• **What is asked**:
Return the whole listing below word for word, leaving every line unchanged.

• **Data entries**:
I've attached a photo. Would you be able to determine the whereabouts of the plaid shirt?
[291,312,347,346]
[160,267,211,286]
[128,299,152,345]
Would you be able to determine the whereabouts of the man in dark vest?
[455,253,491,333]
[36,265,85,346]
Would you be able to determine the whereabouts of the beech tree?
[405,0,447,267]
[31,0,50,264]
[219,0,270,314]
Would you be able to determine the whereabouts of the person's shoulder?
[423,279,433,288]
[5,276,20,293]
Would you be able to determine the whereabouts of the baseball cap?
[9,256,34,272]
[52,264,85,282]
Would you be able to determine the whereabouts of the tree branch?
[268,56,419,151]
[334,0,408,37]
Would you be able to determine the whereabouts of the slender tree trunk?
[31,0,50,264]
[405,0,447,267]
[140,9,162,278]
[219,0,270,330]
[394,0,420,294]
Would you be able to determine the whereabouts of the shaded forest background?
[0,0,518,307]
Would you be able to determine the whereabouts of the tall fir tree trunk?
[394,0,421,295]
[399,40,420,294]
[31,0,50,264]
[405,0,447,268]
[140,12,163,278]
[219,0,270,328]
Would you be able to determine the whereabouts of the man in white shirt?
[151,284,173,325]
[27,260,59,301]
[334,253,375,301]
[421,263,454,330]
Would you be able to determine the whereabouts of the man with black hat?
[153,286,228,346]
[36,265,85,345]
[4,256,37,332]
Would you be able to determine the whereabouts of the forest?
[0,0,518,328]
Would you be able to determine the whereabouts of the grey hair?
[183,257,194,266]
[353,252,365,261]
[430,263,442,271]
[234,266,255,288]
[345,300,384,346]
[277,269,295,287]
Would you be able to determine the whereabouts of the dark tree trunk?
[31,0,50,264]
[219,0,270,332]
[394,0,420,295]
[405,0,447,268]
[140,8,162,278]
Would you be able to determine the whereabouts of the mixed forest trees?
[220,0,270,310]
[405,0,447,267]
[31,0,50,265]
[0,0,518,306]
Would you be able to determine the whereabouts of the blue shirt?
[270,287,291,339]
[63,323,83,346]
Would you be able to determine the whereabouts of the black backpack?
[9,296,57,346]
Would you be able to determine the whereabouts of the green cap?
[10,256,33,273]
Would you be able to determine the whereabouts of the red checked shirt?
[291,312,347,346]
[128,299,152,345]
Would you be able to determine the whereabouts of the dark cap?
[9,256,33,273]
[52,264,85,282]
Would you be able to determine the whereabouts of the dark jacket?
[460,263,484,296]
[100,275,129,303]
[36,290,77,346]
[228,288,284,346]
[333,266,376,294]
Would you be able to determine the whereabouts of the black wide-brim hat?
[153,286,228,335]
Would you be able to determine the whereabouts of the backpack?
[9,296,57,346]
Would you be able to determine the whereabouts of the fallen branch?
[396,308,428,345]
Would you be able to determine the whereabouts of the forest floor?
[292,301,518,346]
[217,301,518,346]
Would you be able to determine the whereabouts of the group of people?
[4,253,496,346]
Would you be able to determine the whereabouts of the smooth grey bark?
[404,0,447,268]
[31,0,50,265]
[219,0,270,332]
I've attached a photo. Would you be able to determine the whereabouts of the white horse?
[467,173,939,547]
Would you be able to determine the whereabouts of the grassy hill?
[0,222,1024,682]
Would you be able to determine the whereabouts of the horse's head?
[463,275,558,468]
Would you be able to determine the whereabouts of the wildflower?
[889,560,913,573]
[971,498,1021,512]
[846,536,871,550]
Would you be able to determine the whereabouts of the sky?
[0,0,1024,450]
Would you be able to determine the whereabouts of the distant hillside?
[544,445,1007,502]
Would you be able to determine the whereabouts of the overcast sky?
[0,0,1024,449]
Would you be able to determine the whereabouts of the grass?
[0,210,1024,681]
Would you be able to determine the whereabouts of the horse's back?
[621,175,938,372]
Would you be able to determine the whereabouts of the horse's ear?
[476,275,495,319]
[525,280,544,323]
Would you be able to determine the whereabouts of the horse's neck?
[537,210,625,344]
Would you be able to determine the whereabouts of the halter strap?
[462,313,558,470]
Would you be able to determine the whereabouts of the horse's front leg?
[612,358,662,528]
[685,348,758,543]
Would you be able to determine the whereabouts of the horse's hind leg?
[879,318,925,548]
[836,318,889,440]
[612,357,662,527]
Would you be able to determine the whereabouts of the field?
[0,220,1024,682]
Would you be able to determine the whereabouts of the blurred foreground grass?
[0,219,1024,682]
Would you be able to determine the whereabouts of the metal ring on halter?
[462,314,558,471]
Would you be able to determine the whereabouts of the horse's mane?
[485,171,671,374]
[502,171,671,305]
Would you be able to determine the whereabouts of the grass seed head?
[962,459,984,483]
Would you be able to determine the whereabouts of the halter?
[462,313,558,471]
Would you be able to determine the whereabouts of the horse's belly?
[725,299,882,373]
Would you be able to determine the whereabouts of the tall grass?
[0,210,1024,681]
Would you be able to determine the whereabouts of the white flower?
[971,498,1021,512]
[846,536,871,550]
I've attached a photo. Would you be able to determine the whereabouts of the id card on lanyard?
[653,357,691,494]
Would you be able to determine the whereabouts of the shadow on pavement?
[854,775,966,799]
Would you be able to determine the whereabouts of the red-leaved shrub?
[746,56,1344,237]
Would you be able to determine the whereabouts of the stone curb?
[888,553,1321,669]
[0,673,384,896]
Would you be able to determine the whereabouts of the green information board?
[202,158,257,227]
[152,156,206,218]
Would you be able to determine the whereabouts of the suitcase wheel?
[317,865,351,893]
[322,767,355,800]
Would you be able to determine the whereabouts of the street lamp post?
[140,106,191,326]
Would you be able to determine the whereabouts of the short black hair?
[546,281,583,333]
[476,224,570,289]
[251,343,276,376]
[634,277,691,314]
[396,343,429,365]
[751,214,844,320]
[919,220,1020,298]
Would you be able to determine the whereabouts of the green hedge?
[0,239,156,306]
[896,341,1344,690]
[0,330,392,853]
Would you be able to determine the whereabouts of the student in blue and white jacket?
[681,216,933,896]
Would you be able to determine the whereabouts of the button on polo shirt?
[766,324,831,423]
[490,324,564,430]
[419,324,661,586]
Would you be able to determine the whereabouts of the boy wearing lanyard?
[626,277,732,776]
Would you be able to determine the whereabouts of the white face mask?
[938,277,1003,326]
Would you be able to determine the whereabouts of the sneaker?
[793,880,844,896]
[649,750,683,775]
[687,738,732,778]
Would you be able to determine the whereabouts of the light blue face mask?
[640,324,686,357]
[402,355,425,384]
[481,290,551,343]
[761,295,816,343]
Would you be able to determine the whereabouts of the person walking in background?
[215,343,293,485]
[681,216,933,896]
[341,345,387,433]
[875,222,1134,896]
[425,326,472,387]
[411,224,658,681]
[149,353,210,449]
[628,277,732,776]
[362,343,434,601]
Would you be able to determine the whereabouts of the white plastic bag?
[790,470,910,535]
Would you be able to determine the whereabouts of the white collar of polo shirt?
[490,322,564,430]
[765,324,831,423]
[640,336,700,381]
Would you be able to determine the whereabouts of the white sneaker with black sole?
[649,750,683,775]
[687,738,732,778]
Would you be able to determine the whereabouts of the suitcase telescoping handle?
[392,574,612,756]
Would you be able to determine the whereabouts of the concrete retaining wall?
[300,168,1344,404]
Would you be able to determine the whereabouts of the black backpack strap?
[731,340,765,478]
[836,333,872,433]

• **Written reply**:
I've attached a photo. Would you be able to determine the whereabouts of the plaid shirt?
[291,312,347,346]
[160,267,211,286]
[128,299,152,345]
Would you be able to determine the whereabouts of the man in dark vest?
[455,253,491,333]
[36,265,85,346]
Would you be able to determine the whereabouts of the beech tree?
[405,0,447,267]
[31,0,50,264]
[219,0,270,314]
Would you be able to determine the whereabouts of the person's shoulder?
[423,279,433,288]
[5,276,20,293]
Would you be able to determine the whereabouts of the baseball cap?
[9,256,34,272]
[52,264,85,282]
Would you be able to determine the whereabouts of the tree branch?
[268,56,419,151]
[334,0,408,37]
Would you be able to determine the whereabouts of the slender tree trunk?
[31,0,50,264]
[405,0,447,267]
[140,9,162,278]
[219,0,270,330]
[394,0,420,294]
Would you be able to determine the whereabouts of the shaded forest background?
[0,0,518,307]
Would you be able to determine the whereabouts of the tall fir tree trunk?
[394,0,421,295]
[399,40,420,294]
[31,0,50,264]
[405,0,447,268]
[140,12,163,278]
[219,0,270,328]
Would you be able to determine the whereabouts of the man in white shirt?
[151,284,173,325]
[27,260,59,301]
[334,253,375,301]
[421,263,454,330]
Would you be able to determine the whereabouts of the man with black hat?
[153,286,228,346]
[36,265,85,345]
[4,256,37,332]
Would you be able to determine the whereabouts of the forest?
[0,0,518,328]
Would you be able to determine the whereabouts of the grey hair?
[183,257,194,266]
[353,252,365,261]
[430,263,442,271]
[234,266,255,288]
[345,300,384,346]
[277,269,295,287]
Would you be able to determine the whereabouts of the dark tree trunk?
[31,0,50,264]
[219,0,270,332]
[394,0,420,295]
[405,0,447,268]
[140,8,162,278]
Would you be able to determine the whereabouts of the mixed forest trees?
[220,0,270,310]
[405,0,447,267]
[31,0,50,265]
[0,0,518,306]
Would you be able to determine the whereabouts of the blue shirt?
[270,287,291,339]
[63,323,83,346]
Would you be able to determine the whereabouts of the black backpack?
[9,296,57,346]
Would you be able to determine the whereabouts of the green cap?
[10,256,33,273]
Would you be able to determine the whereabouts of the red checked shirt?
[291,312,347,346]
[128,299,152,345]
Would you be able to determine the whereabouts of the dark cap?
[9,256,33,273]
[52,264,85,282]
Would you be able to determine the whereabouts of the dark jacket?
[460,263,484,296]
[100,275,129,303]
[36,290,77,346]
[228,288,284,346]
[333,266,376,294]
Would you be able to determine the whereabouts of the black wide-brim hat?
[153,286,228,335]
Would you be able to determine the whereabouts of the backpack?
[9,296,57,346]
Would you be able to determine the whereabouts of the fallen branch?
[396,308,428,345]
Would you be able to determine the whereabouts of the forest floor?
[292,301,518,346]
[217,301,518,346]
Would you be able to determine the whereabouts of the group of people?
[4,253,496,346]
Would you be able to determine the whereabouts of the smooth grey bark?
[404,0,447,268]
[31,0,50,265]
[219,0,270,332]
I've attached a photo. Would you be able to determine the whereabouts of the white horse?
[467,173,939,547]
Would you be able to determine the whereabouts of the grassy hill?
[0,222,1024,682]
Would you be able to determine the whereabouts of the horse's head?
[463,275,558,468]
Would you be able to determine the whereabouts of the wildflower?
[889,560,913,573]
[971,498,1021,512]
[846,536,871,550]
Would you be able to determine the whereabouts of the sky?
[0,0,1024,450]
Would you be able to determine the whereabouts of the distant hillside?
[544,445,1007,502]
Would you be able to determine the whereabouts of the overcast sky?
[0,0,1024,449]
Would you be able to determine the whereabouts of the grass?
[0,210,1024,681]
Would you be able to determine the whereabouts of the horse's back?
[621,175,938,372]
Would you be able to determine the whereabouts of the horse's ear?
[476,275,495,319]
[525,280,544,323]
Would you be able to determine the whereabouts of the horse's neck?
[537,210,625,344]
Would you be able to determine the whereabouts of the halter strap?
[462,313,558,470]
Would you be able to determine the whereabouts of the horse's front leg?
[612,358,662,528]
[685,348,758,543]
Would you be able to determine the whereabouts of the horse's hind leg?
[879,318,925,548]
[836,318,889,440]
[612,357,662,527]
Would you be able to determine the whereabouts of the field?
[0,220,1024,682]
Would you be able to determine the whereabouts of the blurred foreground grass?
[0,219,1024,682]
Would you be able to determine the whereabouts of the metal ring on halter?
[462,314,558,471]
Would you be able to determine the whereabouts of the horse's mane?
[485,171,671,374]
[502,171,671,305]
Would you be able to determine the whereabouts of the grass seed head?
[962,459,984,483]
Would you be able to determine the whereabouts of the halter?
[462,313,558,471]
Would you be able to determine the whereabouts of the horse's belly?
[725,299,882,373]
Would you be able to determine the whereabouts of the tall grass?
[0,210,1024,681]
Would you be able to determine the whereabouts of the white flower?
[971,498,1021,512]
[846,536,871,550]
I've attached a photo. Would you be able to determine the whereabouts of the id card on lanyard?
[653,357,691,494]
Would you be able to determine the whereabouts of the shadow on pavement?
[854,775,966,799]
Would you be able to determine the whereabouts of the red-leaved shrub?
[746,56,1344,237]
Would you be able to determine the whereabouts of the stone curb?
[888,553,1321,669]
[0,673,384,896]
Would you be able to determine the whereabouts of the green information board?
[202,158,257,227]
[152,156,206,218]
Would you be able to determine the whereabouts of the suitcase wheel?
[317,865,351,893]
[322,767,355,800]
Would you be able to determine the whereabouts of the street lamp post?
[140,106,191,326]
Would you be able to determine the whereabouts of the short black hair?
[546,281,583,333]
[476,224,570,289]
[251,343,276,376]
[634,277,691,314]
[396,343,429,365]
[751,214,844,320]
[919,220,1020,298]
Would you be able to determine the whereabouts of the green hedge?
[0,239,156,306]
[896,341,1344,690]
[0,330,392,853]
Would you be able to determine the whereabouts of the student in blue and white jacket?
[681,216,933,896]
Would you be able to determine the whereabouts of the button on polo shirt?
[766,324,831,423]
[490,324,564,430]
[419,324,661,586]
Would you be able to determine the whereabouts of the boy wearing lanyard?
[626,277,732,776]
Would you be able to determine the whereabouts of the white face mask?
[938,277,1003,326]
Would you be able to determine the whereabouts of the sneaker?
[793,880,844,896]
[649,750,683,775]
[687,738,732,778]
Would you be able to determine the whereabouts of the light blue face mask?
[640,324,686,357]
[402,355,425,384]
[481,290,551,343]
[761,295,816,343]
Would you be able to determine the whereabouts of the person walking in background?
[215,343,293,485]
[681,216,933,896]
[341,345,387,433]
[875,222,1134,896]
[425,326,472,387]
[411,224,658,681]
[149,353,210,449]
[628,277,732,776]
[362,343,434,601]
Would you be able to determine the whereabouts of the white plastic bag?
[790,470,910,535]
Would you be able to determine the whereabouts of the white collar of polo shirt?
[490,322,564,430]
[765,324,831,423]
[640,336,700,381]
Would you be able to determine the whereabouts of the white sneaker with black sole?
[649,750,683,775]
[687,738,732,778]
Would you be able to determine the whereabouts of the suitcase telescoping handle?
[392,574,612,756]
Would you be able to determine the whereabouts of the concrete retaining wall?
[300,168,1344,404]
Would you be able to determine the whereabouts of the black backpack strap?
[731,340,765,478]
[836,333,872,433]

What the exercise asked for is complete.